#### [Passage]
# Why not a black Bolt?



## craigwf

I am considering a Tivo Bolt to replace the awful X1 DVR from Comcast but am quite put off by the white color. It will clash with everything else in my entertainment center. Please give us a black or even gray option. I suppose I could paint it, but I suspect that might void the warranty as it wouldn't dissipate heat as well.


----------



## JoeKustra

craigwf said:


> I am considering a Tivo Bolt to replace the awful X1 DVR from Comcast but am quite put off by the white color. It will clash with everything else in my entertainment center. Please give us a black or even gray option. I suppose I could paint it, but I suspect that might void the warranty as it wouldn't dissipate heat as well.


A stiff piece of cardboard painted flat black works for my Roamio. A few light coats of paint work well. With an RF remote no sensor is needed, and you can make small holes if the LEDs make you happy.


----------



## GoodSpike

I believe black dissipates heat better than white, but the difference is minimal. Don't have the time or inclination to confirm that though.


----------



## drooplug

Black contact paper might be an easier option than paint. The plastic on the Bolt is very glossy. You would need to do some very good prep work to make sure the paint sticks to it.

They also have LEDs that shine through the case. They probably won't work as well with black.


----------



## bradleys

I expect the bolt pro will be black and more standard design


----------



## HD_Dude

Jeez, really? Painting it?

Covering it with contact paper?

Cardboard enclosures?

Are you on crack? 

IMHO, dumb, dumb, dumb.

How about not buying one? Until they're black? Un-bent?

That way, TiVo will get the message that the Bolt is ugly!

Keep buying them, and some dweeb in marketing will think 'Hey, people LOVE these!"


----------



## GoodSpike

HD_Dude said:


> How about not buying one? Until they're black? Un-bent?


Do you really think boycotts are ever effective?


----------



## foghorn2

Why not a black Bolt?

God is White, thats why


----------



## snerd

foghorn2 said:


> Why not a black Bolt?
> 
> God is White, thats why


She is not!


----------



## TonyD79

foghorn2 said:


> Why not a black Bolt?


 Maybe more worried about shattering of windows.

https://en.m.wikipedia.org/wiki/Black_Bolt


----------



## heifer624

foghorn2 said:


> Why not a black Bolt?
> 
> God is White, thats why


God made man in his own image.... The Hebrew word, "aw-dawm" (rendered "Adam" in English) is from a root word meaning "to show blood in the face" or "of a ruddy complexion".


----------



## NorthAlabama

or, how 'bout a rainbow bolt? just think of all the free publicity from wing-nut boycotts!


----------



## chrispitude

My PS3 sits on top the stack because it's a funny shape and nothing stacks on top of it. I've upgraded to every successive TiVo platform since I owned my first Series 2, but I will not will not be upgrading to the Bolt until I get something black and flat.

#### [Entries supplied]
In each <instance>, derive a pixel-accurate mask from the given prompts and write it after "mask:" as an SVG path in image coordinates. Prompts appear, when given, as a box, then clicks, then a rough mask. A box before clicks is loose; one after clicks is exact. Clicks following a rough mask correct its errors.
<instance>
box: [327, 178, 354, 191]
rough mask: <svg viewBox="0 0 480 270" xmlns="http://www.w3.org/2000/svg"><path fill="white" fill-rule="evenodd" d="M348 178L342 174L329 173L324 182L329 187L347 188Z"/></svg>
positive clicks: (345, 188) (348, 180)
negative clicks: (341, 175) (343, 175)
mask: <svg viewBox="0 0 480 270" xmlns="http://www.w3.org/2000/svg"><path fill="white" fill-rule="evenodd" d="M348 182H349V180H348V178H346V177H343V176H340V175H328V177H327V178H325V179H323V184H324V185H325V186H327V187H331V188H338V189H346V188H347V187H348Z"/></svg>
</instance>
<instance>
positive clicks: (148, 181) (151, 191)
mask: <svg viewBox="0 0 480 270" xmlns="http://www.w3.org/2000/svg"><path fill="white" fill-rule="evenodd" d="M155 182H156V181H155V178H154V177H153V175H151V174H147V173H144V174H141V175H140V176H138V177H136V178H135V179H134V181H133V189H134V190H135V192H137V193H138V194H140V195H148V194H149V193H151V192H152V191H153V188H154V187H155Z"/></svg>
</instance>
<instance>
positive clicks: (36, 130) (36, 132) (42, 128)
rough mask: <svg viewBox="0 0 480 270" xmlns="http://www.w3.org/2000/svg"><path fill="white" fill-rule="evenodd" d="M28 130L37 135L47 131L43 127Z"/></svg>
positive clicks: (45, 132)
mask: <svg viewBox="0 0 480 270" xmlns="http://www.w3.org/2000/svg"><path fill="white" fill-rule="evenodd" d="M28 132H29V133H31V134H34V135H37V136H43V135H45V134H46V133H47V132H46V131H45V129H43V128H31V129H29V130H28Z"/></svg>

#### [Tasks to carry out]
[1] From the forum thread on the Bolt's white color, copy the passage between "I believe black" and "sticks to it.", inclusive.
[2] Extend the forum thread about the white TiVo Bolt, picking up after its final post.

#### [Written responses]
[1]
I believe black dissipates heat better than white, but the difference is minimal. Don't have the time or inclination to confirm that though.


----------



## drooplug

Black contact paper might be an easier option than paint. The plastic on the Bolt is very glossy. You would need to do some very good prep work to make sure the paint sticks to it.

[2]
----------



## trip1eX

Yeah i say they offer specialized colors through their website for $150 more. So much opportunity for Tivo to pad their coffers.


----------



## hillyard

Take the apple model

Bolt c

But just like apple, they will charge far more for it


----------



## JayMan747

hillyard said:


> Take the apple model
> 
> Bolt c
> 
> But just like apple, they will charge far more for it


Wouldn't that be Bolt S ? or Bolt+ ?


----------



## aaronwt

bradleys said:


> I expect the bolt pro will be black and more standard design


After seeing the Bolt, I have no idea what to expect with a Bolt Pro. For all I know it could be a cube?


----------



## TonyD79

aaronwt said:


> After seeing the Bolt, I have no idea what to expect with a Bolt Pro. For all I know it could be a cube?


Can I get one that looks like the Death Star?


----------



## jaykernes

I keep looking and will not but a white tivo when all the rest of my equipment (stereo, tv dvd player) is white. I do not understand how they made this only in white, it makes no sense. I have many tivo's now and will wait until a black bolt is out.


----------



## dianebrat

jaykernes said:


> I keep looking and will not but a white tivo when all the rest of my equipment (stereo, tv dvd player) is white. I do not understand how they made this only in white, it makes no sense. I have many tivo's now and will wait until a black bolt is out.


one word.. Bolt+ the pictures are already out there.


----------



## mangochutney

That damn melted thrift store box. Hopefully not the same form factor.


----------



## dianebrat

mangochutney said:


> That damn melted thrift store box. Hopefully not the same form factor.


Same form factor, like I said, there are already pictures.


----------



## mangochutney

I was rather hoping they were shopped white ones to stir the pot. Six tuners are going to get a little warm in that tiny space.


----------



## tenthplanet

aaronwt said:


> After seeing the Bolt, I have no idea what to expect with a Bolt Pro. For all I know it could be a cube?


 Ah ha! Bolt = Borg! You will be assimilated


----------



## mr.unnatural

LOL, Tony beat me to it. Black Bolt is the leader of the Inhumans in the Marvel Comics. That was the first thing I thought of when I saw the thread title. He was first introduced in The Fantastic Four somewhere around issue No. 45, IIRC. I remember buying it off the newsstand when I was a kid.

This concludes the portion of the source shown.